Excerto:

────────────────────────────────────────

I. Há que distinguir as nulidades da decisão do erro de julgamento seja de facto seja de direito. As nulidades da decisão reconduzem-se a vícios formais decorrentes de erro de actividade ou de procedimento (error in procedendo) respeitante à disciplina legal; trata-se de vícios de formação ou actividade (referentes à inteligibilidade, à estrutura ou aos limites da decisão) que afectam a regularidade do silogismo judiciário, da peça processual que é a decisão e que se mostram obstativos de qualquer pronunciamento de mérito, enquanto o erro de julgamento (error in judicando) que resulta de uma distorção da realidade factual (error facti) ou na aplicação do direito (error juris), de forma a que o decidido não corresponda à realidade ontológica ou à normativa, traduzindo-se numa apreciação da questão em desconformidade com a lei, consiste num desvio à realidade factual -nada tendo a ver com o apuramento ou fixação da mesma- ou jurídica, por ignorância ou falsa representação da mesma.
Como ensinava José Alberto dos Reis, in Código de Processo Civil Anotado, Coimbra Editora, 1981, Vol. V, págs. 124 e 125, o magistrado comete erro de juízo ou de julgamento quando decide mal a questão que lhe é submetida, ou porque interpreta e aplica erradamente a lei, ou porque aprecia erradamente os factos; comete um erro de actividade quando, na elaboração da sentença, infringe as regras que disciplinam o exercício do seu poder jurisdicional. Os erros da primeira categoria são de carácter substancial: afectam o fundo ou o efeito da decisão; os segundos são de carácter formal: respeitam à forma ou ao modo como o juiz exerceu a sua actividade.
E, como salienta Antunes Varela, in Manual de Processo Civil, Coimbra Editora, 2ª edição, 1985, pág. 686, perante norma do Código de Processo Civil de 1961 idêntica à actual, o erro de julgamento, a injustiça da decisão, a não conformidade a não conformidade com o direito aplicável, não se incluiu entre as nulidades da sentença.

────────────────────────────────────────

Tarefas do exercício:
**1.** No excerto sobre as nulidades da decisão, que carácter têm, segundo José Alberto dos Reis, os erros de juízo ou de julgamento?
**2.** Transcreva do excerto sobre as nulidades da decisão o trecho que começa com as palavras "E, como salienta" e termina com "nulidades da sentença.".
Os itens não têm qualquer papel nesta parte.

────────────────────────────────────────

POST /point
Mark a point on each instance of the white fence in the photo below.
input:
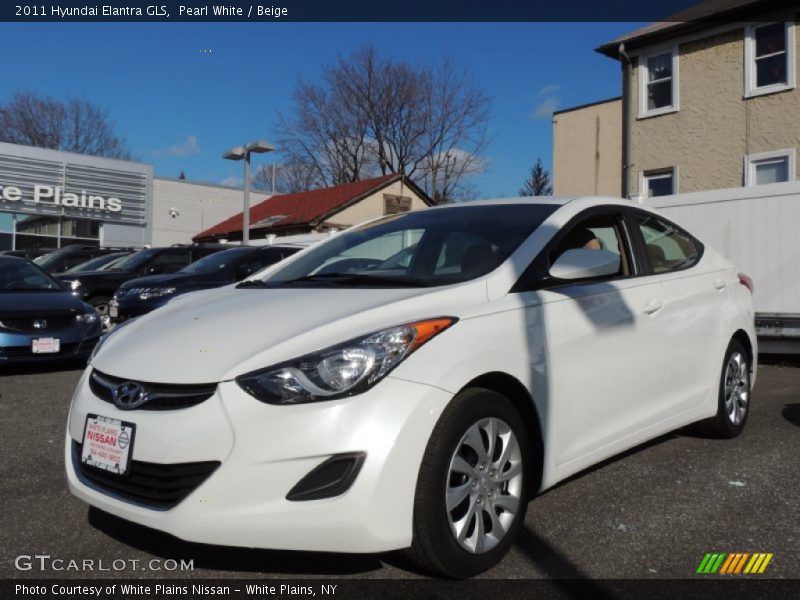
(756, 228)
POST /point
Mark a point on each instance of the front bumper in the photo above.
(264, 451)
(16, 347)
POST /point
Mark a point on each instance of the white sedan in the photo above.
(413, 382)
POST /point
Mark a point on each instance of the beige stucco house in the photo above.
(709, 100)
(587, 149)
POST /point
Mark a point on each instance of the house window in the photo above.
(658, 83)
(393, 205)
(769, 58)
(770, 167)
(662, 182)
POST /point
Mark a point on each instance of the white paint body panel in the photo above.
(603, 375)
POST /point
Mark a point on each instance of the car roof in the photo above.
(7, 258)
(546, 200)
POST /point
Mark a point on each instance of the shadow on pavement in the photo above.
(559, 568)
(49, 366)
(223, 558)
(791, 412)
(780, 360)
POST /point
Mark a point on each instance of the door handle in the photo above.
(653, 307)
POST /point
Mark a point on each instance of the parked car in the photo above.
(70, 256)
(98, 262)
(139, 296)
(98, 287)
(39, 319)
(417, 405)
(29, 253)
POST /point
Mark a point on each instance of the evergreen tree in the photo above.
(538, 184)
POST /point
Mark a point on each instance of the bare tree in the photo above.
(74, 125)
(286, 178)
(374, 115)
(538, 183)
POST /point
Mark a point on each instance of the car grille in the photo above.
(161, 396)
(47, 322)
(156, 485)
(27, 352)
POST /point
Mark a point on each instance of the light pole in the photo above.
(239, 153)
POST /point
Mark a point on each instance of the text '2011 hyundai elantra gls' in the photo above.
(411, 383)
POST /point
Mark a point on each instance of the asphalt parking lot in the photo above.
(651, 513)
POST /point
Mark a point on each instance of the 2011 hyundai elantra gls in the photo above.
(356, 398)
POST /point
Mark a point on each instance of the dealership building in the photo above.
(49, 199)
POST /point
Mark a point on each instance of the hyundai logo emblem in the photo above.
(129, 395)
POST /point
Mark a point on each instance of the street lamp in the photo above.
(239, 153)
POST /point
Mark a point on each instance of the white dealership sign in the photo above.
(49, 182)
(58, 197)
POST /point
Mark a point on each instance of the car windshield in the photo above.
(416, 249)
(47, 261)
(112, 265)
(22, 276)
(93, 264)
(216, 262)
(135, 260)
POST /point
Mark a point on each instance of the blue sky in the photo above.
(179, 107)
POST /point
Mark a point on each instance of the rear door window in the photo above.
(667, 247)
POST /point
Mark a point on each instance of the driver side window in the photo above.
(602, 232)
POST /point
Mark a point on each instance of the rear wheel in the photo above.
(471, 493)
(733, 404)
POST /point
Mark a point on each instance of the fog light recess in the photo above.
(331, 478)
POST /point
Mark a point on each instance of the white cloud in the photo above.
(232, 181)
(549, 90)
(546, 108)
(188, 147)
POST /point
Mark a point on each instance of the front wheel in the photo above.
(471, 493)
(100, 304)
(733, 403)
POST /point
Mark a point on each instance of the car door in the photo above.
(606, 346)
(693, 308)
(169, 261)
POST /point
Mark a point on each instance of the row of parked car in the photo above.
(59, 304)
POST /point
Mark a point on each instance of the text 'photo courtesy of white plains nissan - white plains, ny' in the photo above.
(410, 384)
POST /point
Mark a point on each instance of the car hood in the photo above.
(216, 335)
(26, 303)
(96, 275)
(172, 279)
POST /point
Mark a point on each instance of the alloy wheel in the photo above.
(737, 388)
(484, 485)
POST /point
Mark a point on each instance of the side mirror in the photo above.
(583, 263)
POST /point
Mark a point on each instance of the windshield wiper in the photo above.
(355, 278)
(252, 283)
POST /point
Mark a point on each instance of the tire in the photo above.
(451, 467)
(100, 304)
(733, 397)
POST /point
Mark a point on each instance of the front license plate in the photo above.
(108, 444)
(46, 346)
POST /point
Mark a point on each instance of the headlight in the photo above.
(148, 293)
(105, 337)
(89, 317)
(342, 370)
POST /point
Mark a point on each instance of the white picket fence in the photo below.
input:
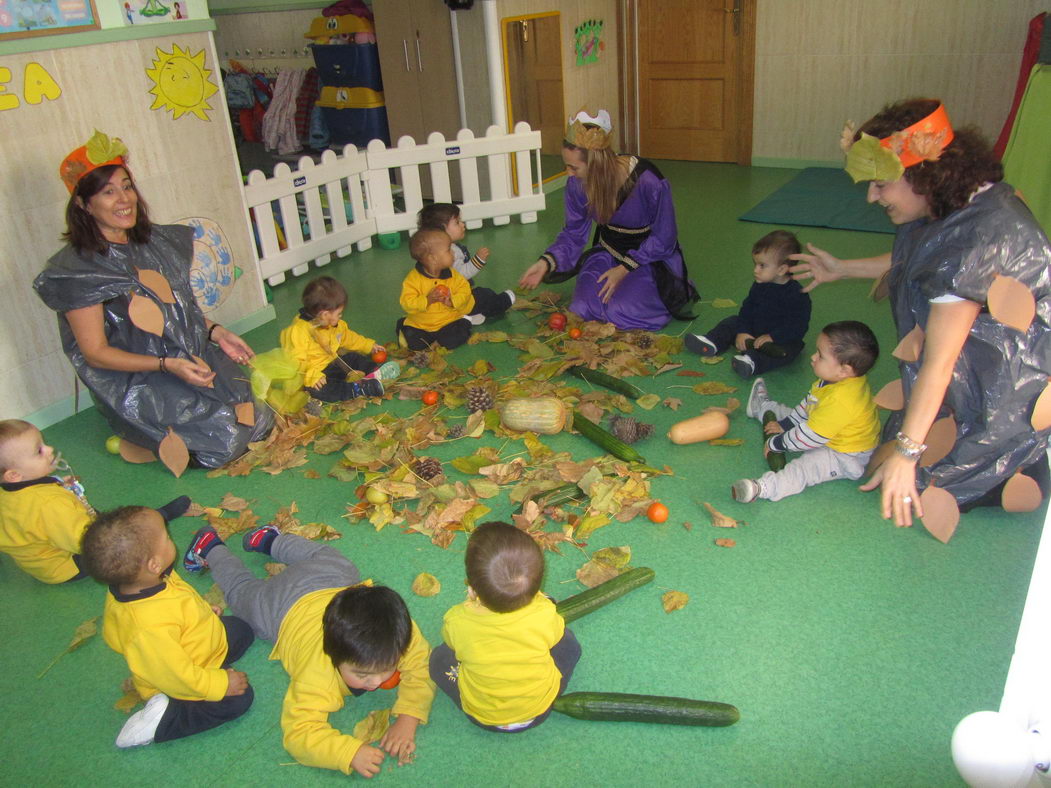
(325, 209)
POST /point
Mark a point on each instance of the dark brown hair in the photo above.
(964, 165)
(323, 294)
(781, 242)
(436, 215)
(82, 231)
(503, 565)
(419, 244)
(116, 545)
(853, 344)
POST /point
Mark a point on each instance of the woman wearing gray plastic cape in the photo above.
(970, 291)
(129, 323)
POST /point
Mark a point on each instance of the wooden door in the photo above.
(695, 79)
(534, 71)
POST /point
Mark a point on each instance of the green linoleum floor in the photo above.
(850, 646)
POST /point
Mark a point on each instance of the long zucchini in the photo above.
(608, 381)
(604, 439)
(578, 605)
(624, 707)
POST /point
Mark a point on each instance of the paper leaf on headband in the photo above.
(101, 147)
(146, 315)
(867, 160)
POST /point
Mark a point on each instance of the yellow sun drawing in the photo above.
(181, 82)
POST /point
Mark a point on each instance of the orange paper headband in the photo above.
(99, 151)
(923, 141)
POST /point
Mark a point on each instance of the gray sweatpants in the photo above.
(810, 468)
(264, 602)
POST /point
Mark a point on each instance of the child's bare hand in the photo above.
(399, 741)
(239, 682)
(367, 761)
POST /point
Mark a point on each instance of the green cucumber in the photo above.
(604, 439)
(775, 459)
(608, 381)
(650, 708)
(589, 601)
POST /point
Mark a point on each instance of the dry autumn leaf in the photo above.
(674, 601)
(426, 585)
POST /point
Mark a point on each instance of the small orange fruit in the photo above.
(657, 512)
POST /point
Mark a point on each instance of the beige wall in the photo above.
(594, 84)
(822, 62)
(184, 167)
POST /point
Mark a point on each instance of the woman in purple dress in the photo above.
(632, 273)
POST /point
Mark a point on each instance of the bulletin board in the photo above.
(29, 18)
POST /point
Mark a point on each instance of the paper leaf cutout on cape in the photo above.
(910, 346)
(173, 453)
(146, 315)
(426, 585)
(1011, 303)
(135, 453)
(674, 601)
(941, 513)
(81, 635)
(157, 282)
(891, 396)
(941, 438)
(1042, 411)
(1021, 494)
(372, 727)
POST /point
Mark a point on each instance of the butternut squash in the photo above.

────────────────────────────────────────

Respostas às tarefas:
**1.** Têm carácter substancial, porque afectam o fundo ou o efeito da decisão.

**2.**
E, como salienta Antunes Varela, in Manual de Processo Civil, Coimbra Editora, 2ª edição, 1985, pág. 686, perante norma do Código de Processo Civil de 1961 idêntica à actual, o erro de julgamento, a injustiça da decisão, a não conformidade a não conformidade com o direito aplicável, não se incluiu entre as nulidades da sentença.